*Task to complete*.
Answer these questions from the business reviews text below:
(a) Amazon is suing the administrators of how many Facebook Groups?
(b) What did individuals get in exchange for the misleading reviews?
(c) What should be done with the QR code periodically?

*Given passage*.
-*-
GRAPHIC: Man appearing to hold five stars. TEXT: 10 ways to get more business reviews

You may have seen in the news that Amazon is suing the administrators of more than 10,000 Facebook Groups over Fake Reviews.  Individuals used the groups to coordinate misleading reviews in exchange for free products or money, according to the suit.  Using these groups is NOT the way to get business reviews, and may get you sued in the long run.

Business reviews are a way to establish credibility and social proof.  And, whether you're a restaurant or a widget maker, a service provider or a online platform, legitimate reviews can be vital to your organization standing out over the rest.  Whether those reviews are on Facebook, Google, Yelp, or other sites, we're going to list some ways that you can motivate your current customers to help.

In no particular order:

  • Put a link on your website and ask for the review.
  • Use a QR code in your physical business that leads straight to a review site.  Periodically, change the QR Code to point to a different review site to help balance out your scores on the major sites.
-*-
*Data provided*.
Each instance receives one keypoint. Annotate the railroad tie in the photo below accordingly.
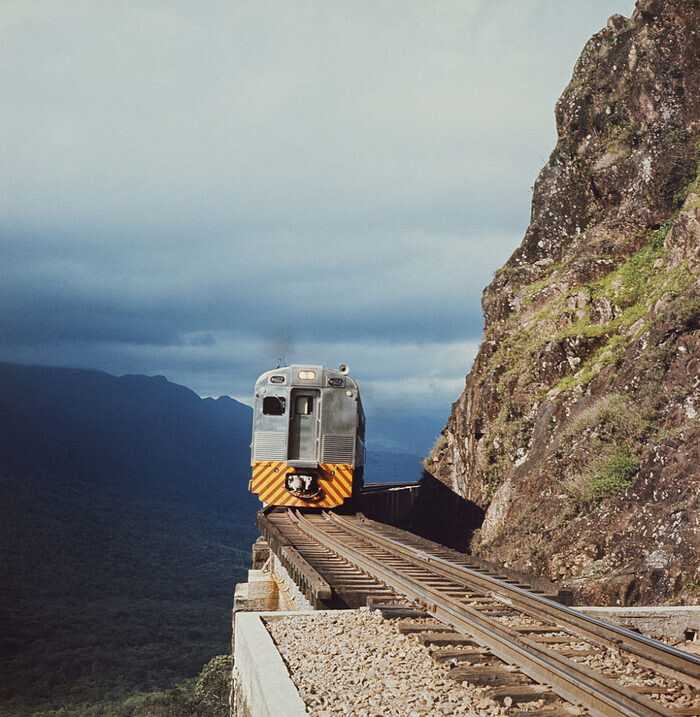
-*-
*Response to this exercise*.
(a) More than 10,000
(b) Free products or money
(c) Change it to point to a different review site